◆ Task details ◆
Extract all of the entries and set them down verbatim.

-------- Data extract --------

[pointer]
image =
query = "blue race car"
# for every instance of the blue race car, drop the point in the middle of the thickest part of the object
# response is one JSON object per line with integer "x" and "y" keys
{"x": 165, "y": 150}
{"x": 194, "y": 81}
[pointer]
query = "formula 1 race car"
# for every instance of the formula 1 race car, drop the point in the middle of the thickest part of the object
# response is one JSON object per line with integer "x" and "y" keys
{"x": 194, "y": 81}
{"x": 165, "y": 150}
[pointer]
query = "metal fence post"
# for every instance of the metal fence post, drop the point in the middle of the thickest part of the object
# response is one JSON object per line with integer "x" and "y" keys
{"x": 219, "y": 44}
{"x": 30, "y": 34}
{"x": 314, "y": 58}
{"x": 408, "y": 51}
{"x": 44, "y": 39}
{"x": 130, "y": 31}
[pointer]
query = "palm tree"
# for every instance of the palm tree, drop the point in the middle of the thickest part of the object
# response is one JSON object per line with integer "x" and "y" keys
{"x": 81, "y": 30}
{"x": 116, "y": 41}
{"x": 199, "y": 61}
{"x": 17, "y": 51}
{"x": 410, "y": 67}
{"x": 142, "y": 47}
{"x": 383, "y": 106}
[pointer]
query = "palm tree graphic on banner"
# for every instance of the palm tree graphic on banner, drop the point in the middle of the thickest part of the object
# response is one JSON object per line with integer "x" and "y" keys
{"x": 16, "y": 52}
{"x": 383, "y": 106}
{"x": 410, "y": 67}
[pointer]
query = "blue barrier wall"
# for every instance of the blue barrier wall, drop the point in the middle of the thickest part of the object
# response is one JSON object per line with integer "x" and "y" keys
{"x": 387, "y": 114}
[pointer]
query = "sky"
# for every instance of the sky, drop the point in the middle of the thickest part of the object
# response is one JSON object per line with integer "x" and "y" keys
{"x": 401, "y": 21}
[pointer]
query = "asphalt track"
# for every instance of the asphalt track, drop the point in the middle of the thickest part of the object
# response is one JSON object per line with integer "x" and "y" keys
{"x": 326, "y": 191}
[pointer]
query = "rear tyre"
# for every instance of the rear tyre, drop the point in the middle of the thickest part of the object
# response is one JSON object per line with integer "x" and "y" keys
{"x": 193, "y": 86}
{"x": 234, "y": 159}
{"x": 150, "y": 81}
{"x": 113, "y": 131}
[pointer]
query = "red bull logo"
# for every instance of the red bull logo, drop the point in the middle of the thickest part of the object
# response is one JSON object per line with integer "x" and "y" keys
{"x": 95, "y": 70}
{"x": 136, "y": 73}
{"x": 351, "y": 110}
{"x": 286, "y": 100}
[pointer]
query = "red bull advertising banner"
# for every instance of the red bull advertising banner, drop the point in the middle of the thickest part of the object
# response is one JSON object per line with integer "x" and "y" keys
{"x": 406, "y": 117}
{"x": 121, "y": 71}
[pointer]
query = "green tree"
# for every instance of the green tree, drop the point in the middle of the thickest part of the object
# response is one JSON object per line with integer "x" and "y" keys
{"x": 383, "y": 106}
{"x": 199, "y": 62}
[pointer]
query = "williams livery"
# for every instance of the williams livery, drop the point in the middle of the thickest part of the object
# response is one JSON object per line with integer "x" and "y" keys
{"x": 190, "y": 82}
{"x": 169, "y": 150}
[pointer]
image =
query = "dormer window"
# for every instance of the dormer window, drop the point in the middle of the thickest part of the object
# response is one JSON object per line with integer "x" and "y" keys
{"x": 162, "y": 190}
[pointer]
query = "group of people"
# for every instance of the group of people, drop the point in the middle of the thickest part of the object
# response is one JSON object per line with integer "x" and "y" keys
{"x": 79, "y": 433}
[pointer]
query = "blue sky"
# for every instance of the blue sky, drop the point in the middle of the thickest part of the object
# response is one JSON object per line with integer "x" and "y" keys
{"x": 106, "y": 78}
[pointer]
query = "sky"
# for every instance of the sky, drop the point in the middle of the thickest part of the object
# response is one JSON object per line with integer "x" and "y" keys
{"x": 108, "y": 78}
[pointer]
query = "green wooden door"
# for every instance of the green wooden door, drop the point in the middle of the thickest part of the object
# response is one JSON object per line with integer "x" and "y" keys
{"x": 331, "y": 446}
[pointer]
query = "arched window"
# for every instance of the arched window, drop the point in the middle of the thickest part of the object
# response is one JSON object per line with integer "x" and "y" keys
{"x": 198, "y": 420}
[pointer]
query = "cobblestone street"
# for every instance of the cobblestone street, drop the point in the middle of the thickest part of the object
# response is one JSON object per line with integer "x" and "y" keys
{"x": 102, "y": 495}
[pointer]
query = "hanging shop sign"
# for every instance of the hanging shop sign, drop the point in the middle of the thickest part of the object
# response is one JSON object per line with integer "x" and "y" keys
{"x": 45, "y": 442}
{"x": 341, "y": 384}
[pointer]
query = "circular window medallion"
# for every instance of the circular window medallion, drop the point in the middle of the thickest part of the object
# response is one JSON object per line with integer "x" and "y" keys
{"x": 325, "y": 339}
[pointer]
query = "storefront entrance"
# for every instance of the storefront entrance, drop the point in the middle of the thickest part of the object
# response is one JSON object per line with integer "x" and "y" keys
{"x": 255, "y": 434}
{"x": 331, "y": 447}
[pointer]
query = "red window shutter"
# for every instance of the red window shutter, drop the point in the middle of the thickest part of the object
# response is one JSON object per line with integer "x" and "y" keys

--------

◆ Solution below ◆
[pointer]
image =
query = "blue race car"
# for every instance of the blue race car, drop the point in the middle of the thickest part of the object
# response is one JSON object per line with integer "x" and "y" keys
{"x": 165, "y": 150}
{"x": 194, "y": 81}
[pointer]
query = "formula 1 race car"
# for every instance of the formula 1 race car, drop the point in the middle of the thickest part of the object
# response is one JSON object per line with integer "x" and "y" keys
{"x": 194, "y": 81}
{"x": 165, "y": 150}
[pointer]
query = "metal fence post"
# for every instance of the metal fence post, drop the point in the middle of the thickest part of the object
# response is one JSON object per line with integer "x" and "y" keys
{"x": 219, "y": 44}
{"x": 30, "y": 34}
{"x": 314, "y": 58}
{"x": 408, "y": 51}
{"x": 44, "y": 39}
{"x": 130, "y": 31}
[pointer]
query = "palm tree"
# for every instance of the palm tree, drop the point in the middle of the thickest part of the object
# response is one JSON object per line with integer "x" and "y" keys
{"x": 81, "y": 30}
{"x": 116, "y": 41}
{"x": 199, "y": 61}
{"x": 17, "y": 51}
{"x": 410, "y": 67}
{"x": 142, "y": 47}
{"x": 383, "y": 106}
[pointer]
query = "palm tree graphic on banner"
# for every instance of the palm tree graphic on banner, drop the point in the middle of the thickest part of the object
# response is one JSON object per line with integer "x" and "y" keys
{"x": 16, "y": 52}
{"x": 383, "y": 106}
{"x": 410, "y": 67}
[pointer]
query = "blue barrier wall"
# for every instance of the blue barrier wall, drop the point in the middle of the thickest part of the object
# response is one JSON object per line with integer "x" and "y" keys
{"x": 387, "y": 114}
[pointer]
query = "sky"
# for every instance of the sky, drop the point in the middle of the thickest part of the object
# response is one JSON object per line with integer "x" and "y" keys
{"x": 401, "y": 21}
[pointer]
query = "asphalt track"
# for every instance of the asphalt track, drop the point in the middle of the thickest part of the object
# response is one JSON object per line with integer "x" and "y" keys
{"x": 326, "y": 191}
[pointer]
query = "rear tyre"
# for every instance of the rear tyre, drop the point in the middle of the thickest part of the object
# response is one JSON object per line with integer "x" and "y" keys
{"x": 193, "y": 86}
{"x": 234, "y": 159}
{"x": 150, "y": 81}
{"x": 113, "y": 131}
[pointer]
query = "red bull logo"
# for every instance of the red bull logo, drop the point in the middle of the thickest part of the object
# response is one JSON object per line with integer "x" and "y" keys
{"x": 95, "y": 70}
{"x": 136, "y": 73}
{"x": 351, "y": 110}
{"x": 286, "y": 100}
[pointer]
query = "red bull advertising banner"
# for every instance of the red bull advertising banner, drop the point in the middle of the thickest part of the object
# response is one JSON object per line with integer "x" and "y" keys
{"x": 406, "y": 117}
{"x": 121, "y": 71}
[pointer]
query = "green tree"
# for every instance of the green tree, drop the point in the middle of the thickest part of the object
# response is one JSON object per line with integer "x" and "y" keys
{"x": 383, "y": 106}
{"x": 199, "y": 62}
[pointer]
query = "williams livery"
# for every instance of the williams livery, drop the point in the middle of the thickest part of the object
# response is one JSON object per line with integer "x" and "y" keys
{"x": 190, "y": 82}
{"x": 169, "y": 150}
[pointer]
image =
query = "dormer window"
# for every instance of the dormer window, drop the point in the middle of the thickest part of the object
# response is one JSON object per line with integer "x" and "y" keys
{"x": 162, "y": 190}
[pointer]
query = "group of people"
# for every instance of the group of people, drop the point in the middle of the thickest part of the object
# response is one JSON object per line with integer "x" and "y" keys
{"x": 79, "y": 433}
[pointer]
query = "blue sky"
# for every instance of the blue sky, drop the point in the middle of the thickest part of the object
# response is one JSON object per line with integer "x" and "y" keys
{"x": 106, "y": 78}
[pointer]
query = "sky"
# for every instance of the sky, drop the point in the middle of the thickest part of the object
# response is one JSON object per line with integer "x" and "y" keys
{"x": 108, "y": 78}
[pointer]
query = "green wooden door"
# for every instance of the green wooden door, drop the point in the middle of the thickest part of the object
# response is one JSON object per line with integer "x" and "y" keys
{"x": 331, "y": 446}
[pointer]
query = "arched window"
# for every instance of the arched window, drop the point in the middle of the thickest part of the object
# response is one JSON object per line with integer "x" and "y" keys
{"x": 198, "y": 420}
[pointer]
query = "cobblestone street"
# for every instance of the cobblestone street, drop the point in the middle of the thickest part of the object
# response is one JSON object per line with integer "x" and "y" keys
{"x": 102, "y": 495}
[pointer]
query = "hanging shop sign"
# for every instance of the hanging shop sign, drop the point in the middle of the thickest part of the object
# response is one JSON object per line with integer "x" and "y" keys
{"x": 45, "y": 442}
{"x": 341, "y": 384}
[pointer]
query = "circular window medallion"
# for every instance of the circular window medallion, drop the point in the middle of the thickest part of the object
# response is one JSON object per line with integer "x" and "y" keys
{"x": 325, "y": 339}
[pointer]
query = "storefront entrance"
# for every instance of the storefront entrance, drop the point in the middle of the thickest part of the object
# response is one JSON object per line with integer "x" and "y" keys
{"x": 255, "y": 434}
{"x": 331, "y": 447}
[pointer]
query = "red window shutter"
# for every instance of the red window shutter, drop the point in the middle of the thickest part of the object
# response is one JSON object per line with integer "x" and "y" keys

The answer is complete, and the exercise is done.